━━━━━ SUPPLIED PASSAGE

VMD allows you to render different parts of your system differently. You may wish to render a protein reaction center in detail, with the rest of the protein rendered in some symbolic fashion such as ribbons. Or you may wish to make a transparent molecular surface, showing the backbone structure of the molecule inside.
Here is my result of the above 103d render, saved as a jpeg:
Figure 6: JPEG of the high-res 103d render.
As you learn more about VMD, and some of the programs you can use with VMD, you can create some truly stunning molecular renders:
Figure 7: A more complex molecular render (20 minutes on a MacBookPro).
Saving your work!
Aha! Very important. You can save a VMD file which will reload your molecule and all your settings (assuming that you don’t move the files). Use “File... Save State” on the main VMD menu for this, and keep the suffix .vmd. Browse to your Project directory, and save a state or two. Convince yourself all is OK by deleting the molecule (highlight the molecule line in the main VMD menu, and select “Molecule... delete”), and reloading your state (“File... load state”).
For the next step, clear the DNA molecule from the display. Highlight the name in the Main VMD window, and right-click. Select Delete Molecule to clear it.
A solvated micelle
Find the file “dyn_mic4_box_120ps.pdb'' from File Set 1 and load it. If you read the logged text in the VMD console window, you will see this system has over 15,000 atoms. It is a small lipid micelle system containing sodium dodecyl sulfate ionic surfactants, sodium counter ions, and a cubic box of water around the micelle. This system is a great example for showing how different representations may be used in VMD. Because it is so large, however, it will make your VMD struggle to rotate and scale if you make your rendered image too complex.

━━━━━━━━━━
━━━━━ MATERIAL PROVIDED

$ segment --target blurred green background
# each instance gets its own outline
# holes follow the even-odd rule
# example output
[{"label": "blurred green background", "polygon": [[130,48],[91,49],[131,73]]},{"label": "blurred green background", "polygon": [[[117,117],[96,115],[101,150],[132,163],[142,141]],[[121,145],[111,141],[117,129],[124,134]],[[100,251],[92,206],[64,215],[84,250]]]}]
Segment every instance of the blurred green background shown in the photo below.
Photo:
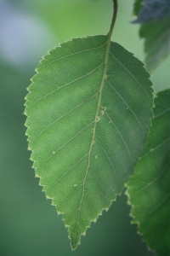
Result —
[{"label": "blurred green background", "polygon": [[[119,0],[112,39],[144,60],[133,0]],[[111,0],[0,0],[0,255],[151,256],[131,224],[122,195],[92,223],[74,252],[56,210],[46,200],[29,160],[25,96],[42,55],[71,38],[106,33]],[[151,77],[155,90],[168,88],[168,58]]]}]

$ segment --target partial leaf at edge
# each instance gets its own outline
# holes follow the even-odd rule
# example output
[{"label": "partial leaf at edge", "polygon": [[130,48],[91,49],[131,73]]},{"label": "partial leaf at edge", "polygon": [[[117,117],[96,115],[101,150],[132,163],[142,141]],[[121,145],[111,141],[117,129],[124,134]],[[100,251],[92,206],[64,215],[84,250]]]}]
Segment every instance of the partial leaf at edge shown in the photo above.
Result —
[{"label": "partial leaf at edge", "polygon": [[156,255],[170,255],[170,90],[157,94],[148,143],[128,183],[131,215]]},{"label": "partial leaf at edge", "polygon": [[170,53],[170,17],[142,24],[139,36],[144,39],[146,67],[154,71]]},{"label": "partial leaf at edge", "polygon": [[[140,9],[140,5],[143,8]],[[134,22],[144,23],[152,20],[160,20],[170,16],[170,2],[169,0],[143,0],[136,1],[134,7],[138,8],[138,18]]]},{"label": "partial leaf at edge", "polygon": [[29,148],[76,248],[133,170],[150,125],[151,82],[131,53],[108,49],[107,36],[62,44],[37,72],[26,103]]},{"label": "partial leaf at edge", "polygon": [[138,15],[142,8],[143,8],[143,0],[134,0],[133,15]]}]

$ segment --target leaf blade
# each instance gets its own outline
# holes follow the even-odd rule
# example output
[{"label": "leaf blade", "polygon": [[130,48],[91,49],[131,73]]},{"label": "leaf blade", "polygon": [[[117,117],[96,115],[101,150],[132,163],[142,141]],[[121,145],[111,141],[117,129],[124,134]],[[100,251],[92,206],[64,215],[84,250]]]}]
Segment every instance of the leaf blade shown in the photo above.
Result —
[{"label": "leaf blade", "polygon": [[[111,43],[109,52],[109,44],[107,36],[96,36],[52,50],[26,96],[33,166],[46,195],[63,213],[72,248],[122,190],[150,122],[149,74],[117,44]],[[144,106],[139,106],[141,98]]]},{"label": "leaf blade", "polygon": [[148,143],[128,183],[131,215],[157,255],[169,255],[170,90],[157,94]]}]

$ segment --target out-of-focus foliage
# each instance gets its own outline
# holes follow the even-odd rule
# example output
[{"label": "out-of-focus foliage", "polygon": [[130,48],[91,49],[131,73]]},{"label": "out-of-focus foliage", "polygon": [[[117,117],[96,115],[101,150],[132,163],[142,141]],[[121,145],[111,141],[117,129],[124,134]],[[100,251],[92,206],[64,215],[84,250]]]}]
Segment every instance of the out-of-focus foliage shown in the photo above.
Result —
[{"label": "out-of-focus foliage", "polygon": [[170,255],[170,90],[155,100],[148,143],[128,183],[133,222],[156,255]]},{"label": "out-of-focus foliage", "polygon": [[149,71],[154,71],[170,52],[170,1],[136,0],[134,23],[142,23],[140,38],[144,39],[145,62]]},{"label": "out-of-focus foliage", "polygon": [[146,141],[153,89],[143,66],[106,35],[74,38],[44,56],[28,88],[33,166],[73,249],[122,192]]},{"label": "out-of-focus foliage", "polygon": [[134,3],[134,14],[138,18],[134,22],[144,23],[158,20],[170,15],[169,0],[137,0]]},{"label": "out-of-focus foliage", "polygon": [[[54,207],[49,207],[50,201],[45,200],[31,168],[25,136],[26,118],[22,113],[26,88],[31,84],[30,78],[35,74],[34,69],[42,55],[71,37],[103,34],[108,31],[111,0],[82,3],[81,5],[80,0],[0,0],[1,256],[72,255],[61,217],[57,216]],[[112,39],[143,60],[137,34],[139,25],[129,22],[132,9],[131,0],[119,0]],[[20,18],[17,22],[15,17]],[[23,59],[25,62],[20,61]],[[151,78],[157,91],[169,86],[169,61],[170,59]],[[75,256],[153,255],[137,235],[136,226],[130,224],[130,207],[126,201],[125,195],[118,196],[108,212],[104,212],[102,218],[99,218],[98,224],[92,224],[93,228],[82,238]]]},{"label": "out-of-focus foliage", "polygon": [[133,15],[138,15],[143,7],[143,0],[135,0],[133,3]]}]

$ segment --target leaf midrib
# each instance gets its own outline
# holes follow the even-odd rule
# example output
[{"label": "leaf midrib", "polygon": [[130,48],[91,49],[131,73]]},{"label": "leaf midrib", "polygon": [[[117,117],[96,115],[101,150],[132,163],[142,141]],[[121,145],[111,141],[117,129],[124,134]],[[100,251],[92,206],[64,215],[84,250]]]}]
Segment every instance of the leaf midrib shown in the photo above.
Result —
[{"label": "leaf midrib", "polygon": [[90,166],[91,152],[92,152],[92,148],[93,148],[94,138],[95,138],[96,125],[97,125],[97,122],[98,122],[97,119],[98,119],[98,116],[99,116],[99,107],[100,107],[100,104],[101,104],[102,91],[103,91],[104,84],[105,84],[105,77],[106,77],[107,64],[108,64],[109,54],[110,54],[110,35],[108,34],[107,35],[107,41],[106,41],[105,58],[105,62],[104,62],[104,71],[103,71],[101,84],[100,84],[100,86],[99,86],[98,105],[97,105],[95,118],[94,118],[94,130],[93,130],[93,137],[92,137],[92,141],[91,141],[90,148],[89,148],[89,151],[88,151],[88,166],[87,166],[86,173],[85,173],[85,176],[84,176],[84,180],[83,180],[83,183],[82,183],[82,198],[81,198],[80,205],[79,205],[79,208],[78,208],[78,217],[77,217],[76,226],[76,234],[77,234],[77,227],[78,227],[78,223],[79,223],[79,219],[80,219],[81,207],[82,207],[82,200],[84,198],[84,194],[85,194],[86,178],[87,178],[88,170],[89,170],[89,166]]}]

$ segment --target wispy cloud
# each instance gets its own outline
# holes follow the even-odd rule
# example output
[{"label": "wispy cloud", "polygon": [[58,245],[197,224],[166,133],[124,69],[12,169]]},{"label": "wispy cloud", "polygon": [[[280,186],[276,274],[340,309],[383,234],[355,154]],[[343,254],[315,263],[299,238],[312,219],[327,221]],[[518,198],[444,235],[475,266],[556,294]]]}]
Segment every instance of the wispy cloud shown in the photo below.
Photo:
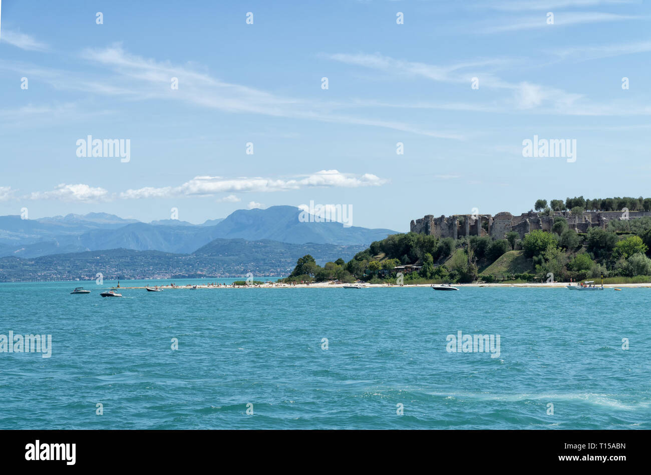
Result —
[{"label": "wispy cloud", "polygon": [[11,186],[0,186],[0,201],[8,201],[15,194],[16,190],[12,190]]},{"label": "wispy cloud", "polygon": [[6,29],[2,31],[0,41],[27,51],[44,51],[48,49],[47,44],[38,41],[33,36]]},{"label": "wispy cloud", "polygon": [[[603,13],[600,12],[557,12],[554,14],[554,23],[553,25],[548,25],[547,23],[547,18],[544,14],[539,14],[535,17],[527,16],[516,19],[505,19],[501,24],[487,27],[483,30],[480,30],[480,33],[497,33],[505,31],[516,31],[518,30],[555,28],[582,23],[623,22],[629,20],[643,19],[644,17],[634,15],[618,15],[614,13]],[[495,22],[496,20],[492,20],[491,23],[495,23]]]},{"label": "wispy cloud", "polygon": [[302,177],[284,180],[268,178],[225,179],[221,177],[195,177],[180,186],[154,188],[147,186],[128,190],[120,194],[123,199],[162,198],[172,197],[211,196],[217,193],[271,192],[304,188],[359,188],[379,186],[387,180],[365,173],[355,176],[337,170],[322,170]]},{"label": "wispy cloud", "polygon": [[228,196],[225,196],[223,198],[219,198],[217,201],[219,203],[239,203],[242,200],[235,195],[229,195]]},{"label": "wispy cloud", "polygon": [[[111,69],[117,75],[114,83],[100,81],[105,91],[98,93],[124,93],[124,78],[134,98],[182,100],[195,106],[227,112],[253,113],[320,122],[367,125],[408,132],[419,135],[460,139],[462,135],[447,131],[430,130],[395,120],[333,114],[332,104],[314,100],[305,100],[284,97],[247,86],[227,83],[209,74],[187,66],[173,65],[169,62],[156,61],[130,54],[120,44],[107,48],[85,50],[81,57],[92,63]],[[173,90],[172,78],[178,79],[178,89]],[[85,81],[89,85],[89,81]]]},{"label": "wispy cloud", "polygon": [[518,0],[517,1],[482,1],[473,4],[475,8],[492,8],[506,12],[519,12],[525,10],[544,10],[551,11],[555,9],[572,8],[585,8],[587,7],[616,6],[629,3],[639,3],[639,1],[628,0]]},{"label": "wispy cloud", "polygon": [[651,41],[597,46],[572,46],[549,51],[561,59],[587,61],[651,51]]},{"label": "wispy cloud", "polygon": [[107,201],[109,192],[102,188],[94,188],[87,184],[61,184],[49,192],[35,192],[29,198],[31,199],[55,199],[61,201],[81,201],[95,203]]}]

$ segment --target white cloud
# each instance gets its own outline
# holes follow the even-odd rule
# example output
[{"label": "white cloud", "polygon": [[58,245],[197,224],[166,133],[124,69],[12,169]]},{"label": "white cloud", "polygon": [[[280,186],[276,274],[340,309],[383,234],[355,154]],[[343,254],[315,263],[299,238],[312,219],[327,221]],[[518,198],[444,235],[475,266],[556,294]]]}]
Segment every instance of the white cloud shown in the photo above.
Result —
[{"label": "white cloud", "polygon": [[241,201],[242,199],[236,197],[235,195],[229,195],[228,196],[225,196],[223,198],[219,198],[217,201],[221,203],[238,203]]},{"label": "white cloud", "polygon": [[87,184],[61,184],[51,192],[35,192],[31,199],[58,199],[62,201],[94,202],[109,199],[108,192],[102,188],[93,188]]},{"label": "white cloud", "polygon": [[553,9],[561,9],[574,7],[594,7],[596,5],[620,5],[623,3],[631,3],[626,0],[556,0],[556,1],[548,1],[545,0],[525,0],[521,1],[505,1],[498,0],[495,2],[482,1],[475,3],[475,8],[490,8],[493,10],[501,10],[505,11],[522,11],[526,10],[545,10],[547,12]]},{"label": "white cloud", "polygon": [[[505,20],[502,24],[490,26],[482,31],[485,33],[497,33],[503,31],[532,30],[540,28],[555,28],[559,26],[579,25],[583,23],[603,23],[605,22],[622,22],[627,20],[641,20],[643,17],[631,15],[618,15],[614,13],[600,12],[572,12],[557,13],[554,15],[554,23],[548,25],[544,15],[526,18]],[[495,22],[492,22],[495,23]]]},{"label": "white cloud", "polygon": [[[99,94],[111,94],[111,91],[115,91],[115,94],[122,94],[128,87],[126,85],[130,85],[130,94],[135,99],[182,100],[195,106],[227,112],[368,125],[439,138],[462,138],[458,134],[427,130],[393,120],[334,115],[331,109],[336,104],[314,99],[303,100],[283,97],[255,88],[227,83],[207,74],[173,65],[169,61],[157,62],[130,54],[119,44],[105,49],[86,49],[82,52],[81,57],[111,68],[121,76],[113,78],[113,83],[107,83],[106,79],[102,82],[98,78],[94,81],[78,81],[74,86],[79,88],[88,87],[89,84],[101,85],[102,89],[96,87],[96,92]],[[125,78],[132,81],[125,81]],[[176,90],[170,87],[171,78],[178,79]]]},{"label": "white cloud", "polygon": [[551,52],[562,59],[585,61],[649,51],[651,51],[651,41],[599,46],[575,46]]},{"label": "white cloud", "polygon": [[120,194],[124,199],[210,196],[217,193],[244,192],[271,192],[303,188],[359,188],[380,186],[387,182],[372,173],[355,176],[337,170],[321,170],[314,173],[290,179],[270,178],[237,178],[195,177],[180,186],[128,190]]},{"label": "white cloud", "polygon": [[15,193],[16,190],[12,190],[11,186],[0,186],[0,201],[8,201]]},{"label": "white cloud", "polygon": [[11,30],[3,29],[0,41],[8,43],[21,50],[27,51],[46,51],[48,45],[36,40],[33,36]]}]

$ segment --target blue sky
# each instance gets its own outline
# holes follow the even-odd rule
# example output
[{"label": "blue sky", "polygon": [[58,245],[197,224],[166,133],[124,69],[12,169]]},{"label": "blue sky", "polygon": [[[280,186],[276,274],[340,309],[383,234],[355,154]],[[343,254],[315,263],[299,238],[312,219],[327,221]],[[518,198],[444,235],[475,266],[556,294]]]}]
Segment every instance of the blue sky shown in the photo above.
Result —
[{"label": "blue sky", "polygon": [[[0,214],[199,223],[313,201],[407,231],[646,197],[650,20],[605,0],[3,0]],[[77,157],[89,135],[130,140],[130,161]],[[523,157],[534,135],[575,139],[576,161]]]}]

━━━━━━━━━━

(PROMPT A): Rewrite the paragraph of the VMD tutorial that begins "Aha! Very important." as a short bulleted list, keeping its main facts.
(PROMPT B):
Answer these questions using the VMD tutorial, one answer per line:
(i) What suffix should a saved state file keep?
(ii) How long did the more complex render in Figure 7 take, and on what machine?
(iii) About how many atoms does the solvated micelle system contain?
(PROMPT C): Continue the VMD tutorial from its last sentence.
These rows are separate material and are not part of the VMD tutorial.

(RESPONSE BOX A):
- You can save a VMD state file that reloads your molecule and all your settings, as long as you don't move the files.
- Use "File... Save State" on the main VMD menu, and keep the .vmd suffix.
- Browse to your Project directory and save a state or two.
- To check that it works, delete the molecule by highlighting its line in the main VMD menu and selecting "Molecule... delete", then reload your state with "File... load state".

(RESPONSE BOX B):
(i) The suffix .vmd.
(ii) 20 minutes on a MacBookPro.
(iii) Over 15,000 atoms.

(RESPONSE BOX C):
Open up the Representations window if it isn't already. Notice that the window has a Selected Atoms form which says all . In other words, VMD has automatically created a default selection containing all the atoms. all is an example of a selection keyword. Others include residue names and numbers, atom names, more generally defined things such as backbone (the carbon-nitrogen backbone of a peptide), et cetera. You may see what current selections are valid by clicking on the Selections tab. The list changes with each system you load, listing the valid atom types, residues, etc. in that system.
You can tell there is a ball of something in the cubic box of water, but it is hard to see. Let's select the water, then turn it off. First, hit the Create Rep button. Another “all” representation is created. Now enter ' resname TIP3 ' (no quotes) in the atom selection box (TIP3 is a water model commonly used in molecular dynamics simulations.). This new representation is changed. In the upper blue box, double-click the TIP3 representation to turn it off. If you now click on the other representations (the remaining “all” one), you will notice that the text color of your TIP3 representation has changed, indicating that it is “off”.
Figure 8. Adding a TIP3 representation.
Now, click on the “all” selection. Change the “all” to ‘not resname TIP3’ (in other words, all atoms that aren't part of a TIP3). The water molecules should disappear, now that the TIP3 selection is off, and the other selection is no longer “all” . You've just successfully made your first useful selection!
Figure 9: A micelle of SDS, sans water. Note the sodium ions (dots).
It might be convenient to separate the SDS molecules from the sodium ions. Change the previous selection to ‘name SOD’ (you could have found out that SOD is the name for sodium ion by looking under the Selections tab). Now only the sodium ions (yellow dots) should remain. Now, create a new selection for the SDS molecules (SDS is not an atom/ion. What is the proper selection ID to use?). These are relatively simple examples, but you can begin to see how more complex selections can be made.
Each selection may have its own rendering type. For example, you can render the sodium ions as van der Waals spheres, the SDS as licorice, and the TIP3/water as transparent CPK (although leaving the water molecules in make it very hard to see anything else).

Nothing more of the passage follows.